| Available data |
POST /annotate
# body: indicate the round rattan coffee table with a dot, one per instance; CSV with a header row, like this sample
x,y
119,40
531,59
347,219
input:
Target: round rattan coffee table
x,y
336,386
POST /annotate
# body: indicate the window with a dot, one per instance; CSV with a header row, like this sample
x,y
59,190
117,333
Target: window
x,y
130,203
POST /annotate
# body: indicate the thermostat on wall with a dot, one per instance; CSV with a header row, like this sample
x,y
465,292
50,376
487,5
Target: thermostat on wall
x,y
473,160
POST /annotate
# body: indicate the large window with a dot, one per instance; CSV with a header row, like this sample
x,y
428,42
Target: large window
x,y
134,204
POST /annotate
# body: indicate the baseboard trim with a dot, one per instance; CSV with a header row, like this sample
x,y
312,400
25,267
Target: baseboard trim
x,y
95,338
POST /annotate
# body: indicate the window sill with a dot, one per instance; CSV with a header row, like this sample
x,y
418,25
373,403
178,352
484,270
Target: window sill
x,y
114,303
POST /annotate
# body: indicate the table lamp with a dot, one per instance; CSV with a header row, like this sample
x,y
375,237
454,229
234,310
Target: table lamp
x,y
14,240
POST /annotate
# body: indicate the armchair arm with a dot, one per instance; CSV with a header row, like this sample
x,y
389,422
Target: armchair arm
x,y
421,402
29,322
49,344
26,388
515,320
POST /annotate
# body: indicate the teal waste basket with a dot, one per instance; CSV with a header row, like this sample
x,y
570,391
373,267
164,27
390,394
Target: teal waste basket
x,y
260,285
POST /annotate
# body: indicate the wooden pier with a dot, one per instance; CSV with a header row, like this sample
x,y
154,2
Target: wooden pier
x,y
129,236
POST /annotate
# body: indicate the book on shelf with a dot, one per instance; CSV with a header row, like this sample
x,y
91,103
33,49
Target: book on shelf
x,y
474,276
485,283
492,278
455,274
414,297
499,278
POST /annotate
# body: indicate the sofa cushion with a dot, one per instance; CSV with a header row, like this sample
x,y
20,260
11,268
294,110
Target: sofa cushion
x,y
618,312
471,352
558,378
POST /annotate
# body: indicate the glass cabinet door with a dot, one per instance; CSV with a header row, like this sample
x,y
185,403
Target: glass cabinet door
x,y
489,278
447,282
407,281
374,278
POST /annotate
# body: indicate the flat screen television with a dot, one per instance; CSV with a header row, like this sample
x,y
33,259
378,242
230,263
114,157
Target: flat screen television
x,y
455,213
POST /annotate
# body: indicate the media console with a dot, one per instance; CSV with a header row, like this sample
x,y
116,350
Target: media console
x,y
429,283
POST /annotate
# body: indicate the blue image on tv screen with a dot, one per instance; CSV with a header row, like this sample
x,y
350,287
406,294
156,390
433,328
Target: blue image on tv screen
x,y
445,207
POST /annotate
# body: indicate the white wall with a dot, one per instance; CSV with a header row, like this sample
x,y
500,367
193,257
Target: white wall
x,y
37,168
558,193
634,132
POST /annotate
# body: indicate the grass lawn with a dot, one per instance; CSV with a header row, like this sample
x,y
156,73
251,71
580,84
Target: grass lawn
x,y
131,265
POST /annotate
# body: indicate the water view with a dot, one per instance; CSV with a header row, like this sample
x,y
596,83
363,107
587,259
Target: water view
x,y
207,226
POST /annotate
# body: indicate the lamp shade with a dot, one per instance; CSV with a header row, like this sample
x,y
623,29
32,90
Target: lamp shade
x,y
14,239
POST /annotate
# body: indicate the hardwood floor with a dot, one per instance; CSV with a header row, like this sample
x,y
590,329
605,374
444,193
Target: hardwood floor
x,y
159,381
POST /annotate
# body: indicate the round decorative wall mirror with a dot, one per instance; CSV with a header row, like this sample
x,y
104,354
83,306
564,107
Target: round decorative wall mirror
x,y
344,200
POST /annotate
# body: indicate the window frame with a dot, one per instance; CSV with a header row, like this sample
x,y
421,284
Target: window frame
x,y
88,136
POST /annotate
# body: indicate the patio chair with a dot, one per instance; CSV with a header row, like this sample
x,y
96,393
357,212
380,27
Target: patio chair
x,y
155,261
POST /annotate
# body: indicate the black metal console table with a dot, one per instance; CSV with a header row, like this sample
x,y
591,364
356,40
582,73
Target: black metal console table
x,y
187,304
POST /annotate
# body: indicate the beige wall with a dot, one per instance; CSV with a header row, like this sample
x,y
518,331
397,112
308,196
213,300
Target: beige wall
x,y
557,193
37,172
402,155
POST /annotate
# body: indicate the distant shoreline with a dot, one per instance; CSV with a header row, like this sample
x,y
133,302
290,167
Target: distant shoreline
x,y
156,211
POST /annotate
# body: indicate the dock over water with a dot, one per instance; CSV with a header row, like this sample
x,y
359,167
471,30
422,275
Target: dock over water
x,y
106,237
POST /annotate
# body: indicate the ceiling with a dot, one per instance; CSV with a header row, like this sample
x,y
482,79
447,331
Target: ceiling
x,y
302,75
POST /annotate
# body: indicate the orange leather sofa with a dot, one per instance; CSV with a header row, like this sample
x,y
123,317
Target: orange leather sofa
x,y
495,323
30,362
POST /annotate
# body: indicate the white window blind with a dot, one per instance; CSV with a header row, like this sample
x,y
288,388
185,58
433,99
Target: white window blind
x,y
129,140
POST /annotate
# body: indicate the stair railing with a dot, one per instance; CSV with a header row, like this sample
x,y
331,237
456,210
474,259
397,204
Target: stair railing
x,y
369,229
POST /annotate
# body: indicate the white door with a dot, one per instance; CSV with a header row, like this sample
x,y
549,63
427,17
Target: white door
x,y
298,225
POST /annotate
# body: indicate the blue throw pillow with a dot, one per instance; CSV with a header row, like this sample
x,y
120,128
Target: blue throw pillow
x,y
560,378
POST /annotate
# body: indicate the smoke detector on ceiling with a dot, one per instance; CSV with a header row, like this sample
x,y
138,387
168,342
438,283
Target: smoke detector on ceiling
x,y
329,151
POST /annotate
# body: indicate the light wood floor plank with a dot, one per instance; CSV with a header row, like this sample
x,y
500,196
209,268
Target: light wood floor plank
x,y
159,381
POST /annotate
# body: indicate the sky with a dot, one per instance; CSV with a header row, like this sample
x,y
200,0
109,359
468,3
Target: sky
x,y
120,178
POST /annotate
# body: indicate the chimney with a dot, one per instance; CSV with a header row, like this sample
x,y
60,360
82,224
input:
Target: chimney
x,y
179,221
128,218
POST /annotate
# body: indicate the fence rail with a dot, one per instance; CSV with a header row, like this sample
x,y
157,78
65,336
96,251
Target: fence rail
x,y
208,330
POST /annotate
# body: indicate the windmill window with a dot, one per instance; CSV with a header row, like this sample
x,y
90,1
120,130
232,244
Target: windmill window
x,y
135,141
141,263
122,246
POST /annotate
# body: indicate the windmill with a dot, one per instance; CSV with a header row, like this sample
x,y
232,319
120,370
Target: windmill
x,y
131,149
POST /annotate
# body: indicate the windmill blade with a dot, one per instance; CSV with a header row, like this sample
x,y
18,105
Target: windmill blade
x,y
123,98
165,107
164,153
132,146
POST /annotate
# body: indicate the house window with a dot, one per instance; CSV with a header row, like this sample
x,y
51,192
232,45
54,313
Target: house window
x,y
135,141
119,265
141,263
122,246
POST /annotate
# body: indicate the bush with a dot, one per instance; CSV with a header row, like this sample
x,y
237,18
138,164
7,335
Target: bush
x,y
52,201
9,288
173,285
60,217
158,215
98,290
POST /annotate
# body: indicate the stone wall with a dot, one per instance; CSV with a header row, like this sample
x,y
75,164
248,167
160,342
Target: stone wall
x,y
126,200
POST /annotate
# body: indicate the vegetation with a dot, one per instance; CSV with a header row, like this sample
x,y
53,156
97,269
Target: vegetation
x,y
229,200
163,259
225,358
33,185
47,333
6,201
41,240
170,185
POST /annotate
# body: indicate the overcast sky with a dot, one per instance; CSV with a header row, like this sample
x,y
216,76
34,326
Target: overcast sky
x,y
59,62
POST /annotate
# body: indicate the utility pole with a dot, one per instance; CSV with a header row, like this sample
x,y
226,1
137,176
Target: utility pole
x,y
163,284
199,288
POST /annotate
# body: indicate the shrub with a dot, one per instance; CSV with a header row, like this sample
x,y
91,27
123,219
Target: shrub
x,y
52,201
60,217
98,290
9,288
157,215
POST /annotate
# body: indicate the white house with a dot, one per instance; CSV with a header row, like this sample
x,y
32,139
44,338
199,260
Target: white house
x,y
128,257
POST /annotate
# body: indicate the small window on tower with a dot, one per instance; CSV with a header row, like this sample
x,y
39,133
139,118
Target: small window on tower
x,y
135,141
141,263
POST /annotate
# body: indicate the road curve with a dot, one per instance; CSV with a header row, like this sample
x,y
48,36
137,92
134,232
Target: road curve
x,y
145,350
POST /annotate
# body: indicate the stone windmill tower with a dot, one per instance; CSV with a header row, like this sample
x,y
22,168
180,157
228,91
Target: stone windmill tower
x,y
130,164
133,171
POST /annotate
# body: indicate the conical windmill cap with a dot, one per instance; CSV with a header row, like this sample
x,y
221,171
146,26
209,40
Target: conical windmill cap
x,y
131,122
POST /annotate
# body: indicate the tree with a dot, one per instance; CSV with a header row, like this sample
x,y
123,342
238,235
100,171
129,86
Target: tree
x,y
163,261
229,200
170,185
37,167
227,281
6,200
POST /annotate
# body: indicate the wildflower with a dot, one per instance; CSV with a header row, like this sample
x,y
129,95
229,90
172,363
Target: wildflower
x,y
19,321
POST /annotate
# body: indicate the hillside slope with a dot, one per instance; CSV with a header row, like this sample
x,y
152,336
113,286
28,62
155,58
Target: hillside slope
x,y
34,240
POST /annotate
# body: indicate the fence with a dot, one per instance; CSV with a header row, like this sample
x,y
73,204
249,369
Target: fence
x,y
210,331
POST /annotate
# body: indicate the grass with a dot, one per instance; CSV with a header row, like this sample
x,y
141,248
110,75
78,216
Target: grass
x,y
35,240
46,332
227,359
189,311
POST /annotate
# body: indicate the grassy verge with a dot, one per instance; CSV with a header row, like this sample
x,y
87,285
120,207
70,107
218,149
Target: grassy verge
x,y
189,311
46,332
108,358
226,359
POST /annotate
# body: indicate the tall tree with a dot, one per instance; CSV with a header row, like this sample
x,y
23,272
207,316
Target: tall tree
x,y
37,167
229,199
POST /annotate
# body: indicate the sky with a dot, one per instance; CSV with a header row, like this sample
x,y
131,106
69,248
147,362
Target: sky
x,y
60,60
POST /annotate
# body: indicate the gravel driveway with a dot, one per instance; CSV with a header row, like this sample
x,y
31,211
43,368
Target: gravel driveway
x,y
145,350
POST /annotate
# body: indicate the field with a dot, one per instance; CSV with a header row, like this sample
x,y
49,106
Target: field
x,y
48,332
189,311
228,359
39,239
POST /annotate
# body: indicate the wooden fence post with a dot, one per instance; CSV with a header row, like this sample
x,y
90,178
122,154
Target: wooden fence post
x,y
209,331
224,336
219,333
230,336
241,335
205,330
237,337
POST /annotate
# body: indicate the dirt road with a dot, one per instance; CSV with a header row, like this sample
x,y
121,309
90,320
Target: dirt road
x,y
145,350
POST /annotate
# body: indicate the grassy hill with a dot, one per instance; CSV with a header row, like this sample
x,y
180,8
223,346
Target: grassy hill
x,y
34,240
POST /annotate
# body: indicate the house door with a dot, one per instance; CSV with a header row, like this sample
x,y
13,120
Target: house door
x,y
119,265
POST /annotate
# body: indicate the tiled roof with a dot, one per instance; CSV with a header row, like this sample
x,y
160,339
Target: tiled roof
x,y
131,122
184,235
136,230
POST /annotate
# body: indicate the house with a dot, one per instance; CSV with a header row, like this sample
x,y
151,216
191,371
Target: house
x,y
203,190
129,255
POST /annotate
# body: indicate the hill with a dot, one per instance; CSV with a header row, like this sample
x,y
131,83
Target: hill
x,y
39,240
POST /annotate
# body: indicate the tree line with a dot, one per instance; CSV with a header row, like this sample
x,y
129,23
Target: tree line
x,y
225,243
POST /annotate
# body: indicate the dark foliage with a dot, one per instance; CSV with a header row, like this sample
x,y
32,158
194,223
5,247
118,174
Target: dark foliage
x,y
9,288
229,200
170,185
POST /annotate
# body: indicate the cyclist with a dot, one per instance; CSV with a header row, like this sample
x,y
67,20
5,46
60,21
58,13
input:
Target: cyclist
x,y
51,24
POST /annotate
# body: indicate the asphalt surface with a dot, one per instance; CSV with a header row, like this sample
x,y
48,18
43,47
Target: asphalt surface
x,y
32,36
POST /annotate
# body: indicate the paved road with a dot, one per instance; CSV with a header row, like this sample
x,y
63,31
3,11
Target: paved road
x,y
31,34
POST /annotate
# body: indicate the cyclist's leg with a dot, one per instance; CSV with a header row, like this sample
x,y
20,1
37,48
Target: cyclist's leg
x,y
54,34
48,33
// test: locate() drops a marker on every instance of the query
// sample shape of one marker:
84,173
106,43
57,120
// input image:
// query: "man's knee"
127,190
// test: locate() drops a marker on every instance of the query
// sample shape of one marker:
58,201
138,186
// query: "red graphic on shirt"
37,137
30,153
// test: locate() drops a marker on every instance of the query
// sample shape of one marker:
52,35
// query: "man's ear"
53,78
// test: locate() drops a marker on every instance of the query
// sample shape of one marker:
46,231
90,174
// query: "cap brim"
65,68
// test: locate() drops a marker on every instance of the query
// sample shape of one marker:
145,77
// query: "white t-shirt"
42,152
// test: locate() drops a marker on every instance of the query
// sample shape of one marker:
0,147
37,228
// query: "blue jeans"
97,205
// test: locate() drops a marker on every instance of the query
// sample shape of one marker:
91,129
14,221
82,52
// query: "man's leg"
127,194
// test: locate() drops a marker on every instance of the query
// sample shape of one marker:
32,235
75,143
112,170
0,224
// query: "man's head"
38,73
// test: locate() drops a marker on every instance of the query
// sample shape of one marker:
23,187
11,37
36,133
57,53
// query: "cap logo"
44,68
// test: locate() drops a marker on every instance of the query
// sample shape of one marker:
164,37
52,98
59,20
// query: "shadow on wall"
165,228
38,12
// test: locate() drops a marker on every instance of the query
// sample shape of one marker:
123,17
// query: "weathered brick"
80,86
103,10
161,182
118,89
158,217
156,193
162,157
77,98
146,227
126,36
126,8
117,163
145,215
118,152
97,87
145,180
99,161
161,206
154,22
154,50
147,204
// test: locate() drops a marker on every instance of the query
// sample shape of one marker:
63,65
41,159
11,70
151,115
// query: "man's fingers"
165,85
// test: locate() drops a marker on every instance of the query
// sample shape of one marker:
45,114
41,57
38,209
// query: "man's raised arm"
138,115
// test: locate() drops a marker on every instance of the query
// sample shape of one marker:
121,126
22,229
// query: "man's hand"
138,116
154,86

| Set exercise |
Collect every line of the material that contains the word "teal", and copy each of those lines in full.

| Exercise result |
# body: indicate the teal waste basket with a dot, one per instance; CSV with a header row, like this sample
Target: teal waste basket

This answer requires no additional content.